> **What needs to be done**
Restate each of the lines below word for word and drop every picture.

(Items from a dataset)
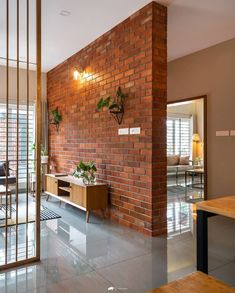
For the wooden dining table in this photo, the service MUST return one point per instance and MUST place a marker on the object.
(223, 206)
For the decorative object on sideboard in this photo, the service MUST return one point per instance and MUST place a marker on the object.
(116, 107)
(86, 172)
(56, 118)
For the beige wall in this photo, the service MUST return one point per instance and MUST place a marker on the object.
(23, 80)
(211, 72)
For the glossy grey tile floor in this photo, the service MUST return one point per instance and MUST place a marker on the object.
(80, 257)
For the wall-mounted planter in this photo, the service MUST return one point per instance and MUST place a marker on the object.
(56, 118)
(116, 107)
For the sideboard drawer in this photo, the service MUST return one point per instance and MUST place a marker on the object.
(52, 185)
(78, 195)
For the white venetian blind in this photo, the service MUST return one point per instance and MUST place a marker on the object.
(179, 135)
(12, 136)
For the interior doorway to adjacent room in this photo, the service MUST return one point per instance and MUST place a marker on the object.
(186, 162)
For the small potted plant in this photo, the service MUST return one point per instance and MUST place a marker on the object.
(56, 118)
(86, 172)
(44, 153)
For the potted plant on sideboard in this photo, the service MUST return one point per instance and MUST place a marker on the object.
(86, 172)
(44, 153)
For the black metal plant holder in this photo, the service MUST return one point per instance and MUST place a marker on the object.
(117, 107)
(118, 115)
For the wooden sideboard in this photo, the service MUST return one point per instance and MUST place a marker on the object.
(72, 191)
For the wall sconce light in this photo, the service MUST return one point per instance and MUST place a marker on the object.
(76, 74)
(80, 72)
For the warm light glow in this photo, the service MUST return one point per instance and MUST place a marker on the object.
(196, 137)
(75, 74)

> **Response box**
For the wooden dining table in this photo, the service MUST return one point per instance and MUST place a marker on the object.
(223, 206)
For the decorative object on sideboard in this photo, the service MUST return one point per instance and MUST place a marker on the object.
(116, 107)
(86, 172)
(56, 118)
For the beige wall in this photo, the service MUST return one point per instance and MUST place a marker on the object.
(23, 80)
(211, 72)
For the glossy grey tile floor in this photo, the service MUST return one point per instance and MUST place a marker on the object.
(80, 257)
For the wall-mounted planter in this photo, the service MUST return one point per instance and MUST place a marker on the object.
(56, 118)
(116, 107)
For the sideboard drawer in this photo, the service MUST return one point per instance and MUST place a marker on the object.
(52, 185)
(78, 195)
For the white venetian blind in this photo, the service MUST return one point per instance and MUST place a marker on the object.
(179, 135)
(12, 136)
For the interior doorway to adjacent room in this photo, the service MUST return one point per instance and MUST place a marker on the object.
(186, 162)
For the small potted plant in this photo, the service MUST return one point per instance and MUST place a marker on the object.
(56, 118)
(86, 172)
(44, 153)
For the potted plant on sideboard in this photo, the service MUST return one point per instance and MUST place a marker on the object.
(86, 172)
(44, 153)
For the black metal plant holder in this photo, the service MUST return one point per instance and MUST place a marker on the object.
(117, 107)
(118, 115)
For the wooden sideboard in this photo, the service MUST return one point per instance and MUST place a marker on the object.
(72, 191)
For the wall sconce light in this photo, the service MUST return one point per instance and MUST place a marker on the object.
(76, 74)
(80, 72)
For the warm light glow in this photo, the service MUST return one point per instance and MUST place a marker on the object.
(196, 137)
(75, 74)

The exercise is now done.